This team is horrible. There will be no winning now. If King would've dealt Iggy for Artest we prob. could've made a run to get a or 4 or 5 seed but would've still lost to the Heat or Pistons. Personally, I can't wait til Webber and Iverson is gone. I like them both but the franchise needs a new appearance. Sammy doesn't appear to be a player, I'd deal him for some big man that has a solid hoops IQ. I would love to start over, at least then I could have hope for the future.


----------



## VCFORTHREE15 (Jul 19, 2005)

Coming into this season, i thought that the Sixers had the chance at being a 4th seed. I never put them that high, but i realy did think that. This is a very good team, but like the knicks, they do not play defense or as a complete unit. Iverson is a wonderful playmaker and he has allowed Webber to get his 20 and 10. Without Webber, Iverson may be averaging close to 40. This team was given the chance to gel during training camp. Apparently, they may need another one. If i was GM, Webber would be dealt for a bunch of young players and a nice veteran. Maybe try and pry Garnett away? Highly unlikely, and if it happened it would suck for my Nets lol. Anyway this team is good, not great, and if they want to achieve a high playoff seeding next year, they will work twice as hard in the offseason and try and play defense, because one player cant play defense for the team, all five players must help. To answer the question, i do not think they have improved, seeing how they have dropped this season to five under and are fighting to retain the eighth seed. They can be better, and hoepfully for 6ers fans, they will be better next season.


----------



## pmga (Mar 12, 2006)

ballistixxx said:


> this is the reason:
> 
> AI's losing his touch
> Webber and Mo's bad decision making
> ...


AI losing his touch??? huh?


----------



## pmga (Mar 12, 2006)

jizzy said:


> It doesn't make any sense. AI and Webber are healthy. Igoudala and Korver are back. Samuel has been injured but still this team shouldn't be as bad as it is. What's the difference?


The coach... Mo Cheeks really sucks....


----------



## Sixerfanforlife (Jun 23, 2005)

His Philosophy on both ends of the floor are terrible, the fact of the matter is that 60+ games into the season, instead of rotating to guard the man who set the pick/andor/screen. We double the man with the basketball. He can then swing it to the open man, for either a jumper, or an even more WIDER open man, for 3 or a drive in the paint. Now on the offensive end of the floor, you'll notice what I call an "Isolation" Offense. There are going to be at least 3-4 76ers clogged in the paint, with Allen Iverson or maybe Chris Webber making a move. Iggy and Korver in the post. If it was street basketball, maybe it would work. But simply put it, if you can track the basketball and know where it is, that's where it's going to stay as a 76er.


----------

▶ Task A: List each line of the rows below that includes the word "hilltop".
The rows below have no connection to the forum thread.

[A block of data]
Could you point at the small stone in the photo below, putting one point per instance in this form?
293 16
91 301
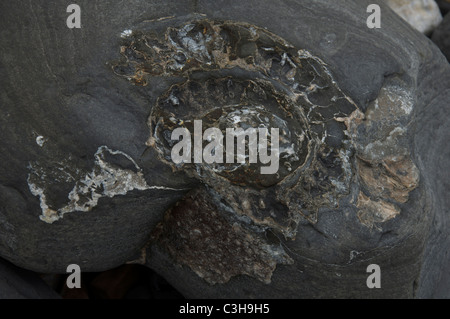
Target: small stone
423 15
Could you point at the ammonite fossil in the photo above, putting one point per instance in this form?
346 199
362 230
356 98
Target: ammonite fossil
354 175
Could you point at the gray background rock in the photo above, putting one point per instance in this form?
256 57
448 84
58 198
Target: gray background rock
56 83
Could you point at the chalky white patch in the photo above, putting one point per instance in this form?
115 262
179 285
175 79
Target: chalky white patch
104 180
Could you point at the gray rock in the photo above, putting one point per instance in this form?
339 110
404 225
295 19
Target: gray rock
17 283
424 16
441 36
84 179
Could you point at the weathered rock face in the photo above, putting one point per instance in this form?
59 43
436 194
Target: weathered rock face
88 176
17 283
441 36
422 15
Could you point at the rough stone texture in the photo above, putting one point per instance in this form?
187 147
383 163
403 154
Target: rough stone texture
441 36
62 101
17 283
423 15
444 5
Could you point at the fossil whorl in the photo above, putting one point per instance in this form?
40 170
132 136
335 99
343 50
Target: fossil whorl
236 75
86 178
239 75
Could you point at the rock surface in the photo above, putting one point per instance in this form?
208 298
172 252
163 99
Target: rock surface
17 283
423 15
83 182
441 36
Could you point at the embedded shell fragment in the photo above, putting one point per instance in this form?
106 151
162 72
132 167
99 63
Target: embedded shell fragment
239 75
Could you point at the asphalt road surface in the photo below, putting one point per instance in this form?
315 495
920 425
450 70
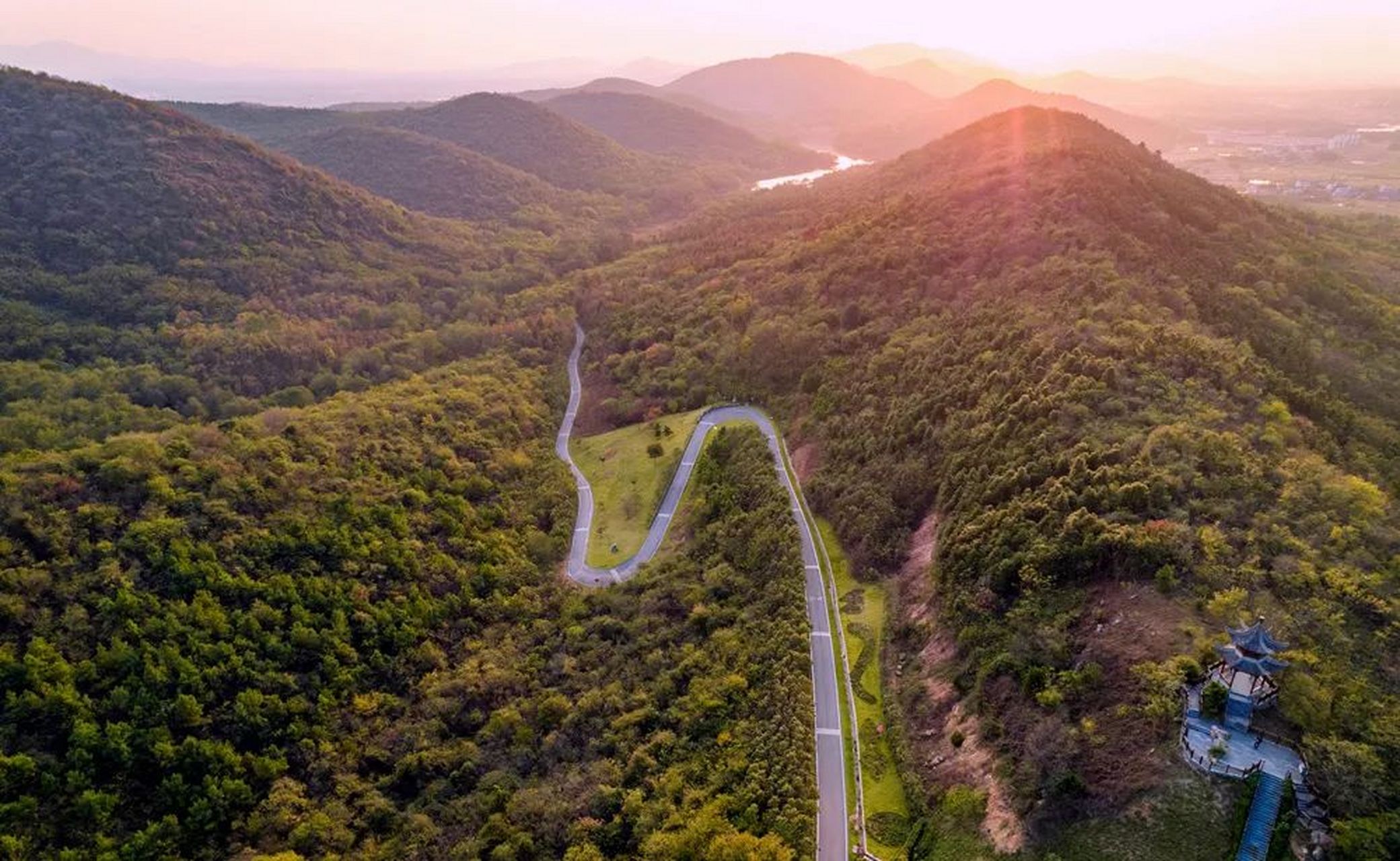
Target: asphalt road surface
832 837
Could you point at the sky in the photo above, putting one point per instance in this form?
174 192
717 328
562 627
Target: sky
1333 40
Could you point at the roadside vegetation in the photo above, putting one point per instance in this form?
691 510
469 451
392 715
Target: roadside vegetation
1186 818
1098 370
862 619
630 470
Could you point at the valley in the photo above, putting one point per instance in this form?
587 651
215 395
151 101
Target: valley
896 504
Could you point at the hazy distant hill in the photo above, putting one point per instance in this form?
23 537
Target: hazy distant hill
930 77
653 125
912 130
533 139
489 143
433 176
813 100
971 67
269 125
1109 389
136 237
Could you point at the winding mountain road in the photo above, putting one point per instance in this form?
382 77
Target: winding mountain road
832 841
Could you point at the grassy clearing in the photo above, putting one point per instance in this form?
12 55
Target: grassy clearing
1187 818
628 482
862 619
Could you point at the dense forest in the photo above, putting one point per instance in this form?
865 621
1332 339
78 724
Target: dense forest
659 126
338 630
281 521
1094 369
281 527
486 157
154 270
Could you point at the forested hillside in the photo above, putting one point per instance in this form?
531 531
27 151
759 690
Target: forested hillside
338 630
281 528
913 129
489 153
156 270
653 125
445 180
1095 369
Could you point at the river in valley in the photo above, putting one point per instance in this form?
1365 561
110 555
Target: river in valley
842 163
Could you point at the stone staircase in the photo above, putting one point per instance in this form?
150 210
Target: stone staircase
1263 811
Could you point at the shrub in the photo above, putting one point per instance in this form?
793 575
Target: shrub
888 828
1213 699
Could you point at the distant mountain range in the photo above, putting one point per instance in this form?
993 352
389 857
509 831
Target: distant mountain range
188 80
497 157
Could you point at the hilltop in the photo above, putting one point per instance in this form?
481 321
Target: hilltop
1088 374
161 270
532 139
993 97
281 523
436 177
657 126
807 98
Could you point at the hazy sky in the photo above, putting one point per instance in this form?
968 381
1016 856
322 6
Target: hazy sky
1341 38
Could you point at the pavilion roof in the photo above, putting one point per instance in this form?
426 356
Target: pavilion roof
1257 665
1256 639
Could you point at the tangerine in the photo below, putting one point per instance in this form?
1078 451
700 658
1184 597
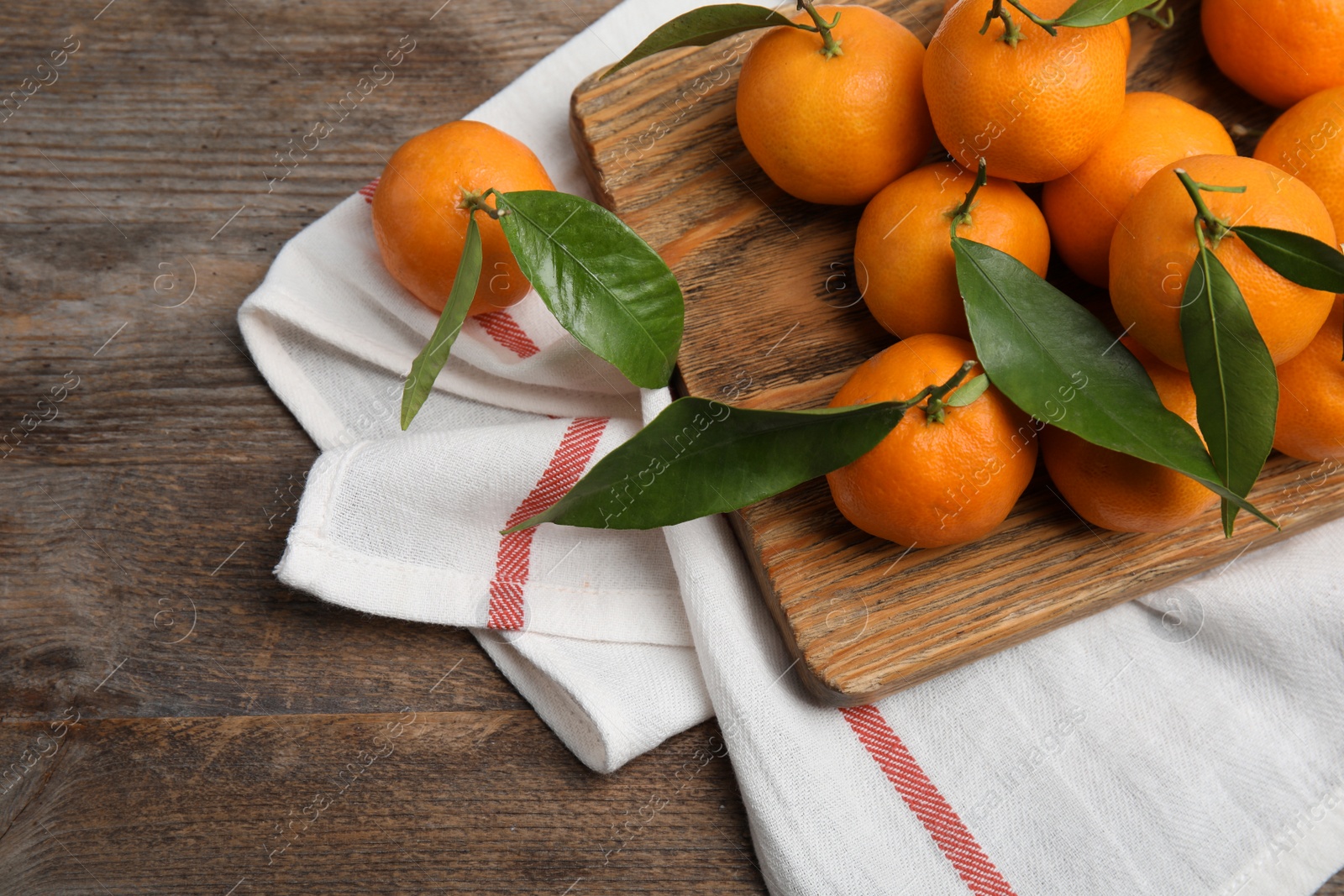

▶ Task B: Name every forum username that appears in the forum thread, in both the post headings and the lines that attribute a quote.

▶ Correct output A:
Could you point at the hilltop in the photo above, putting one point per instance in this form?
Target: hilltop

▶ Correct output B: VCFORTHREE15, pmga, ballistixxx, jizzy, Sixerfanforlife